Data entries
>>>

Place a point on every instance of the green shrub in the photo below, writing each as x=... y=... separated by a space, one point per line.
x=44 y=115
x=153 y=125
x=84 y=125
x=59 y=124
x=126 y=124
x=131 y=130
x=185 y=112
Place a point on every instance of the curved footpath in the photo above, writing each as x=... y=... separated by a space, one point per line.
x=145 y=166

<<<

> **What is required**
Write out each item above again, word for word and line for line, with no changes.

> **Output of the exercise**
Place a point on every instance of the green shrub in the photo below, writing each as x=... y=... separated by a space, one point per line.
x=44 y=115
x=153 y=125
x=84 y=125
x=59 y=124
x=126 y=124
x=131 y=130
x=185 y=112
Place a point on every instance of the curved footpath in the photo above, writing each as x=... y=... separated by a space, one point per line.
x=145 y=166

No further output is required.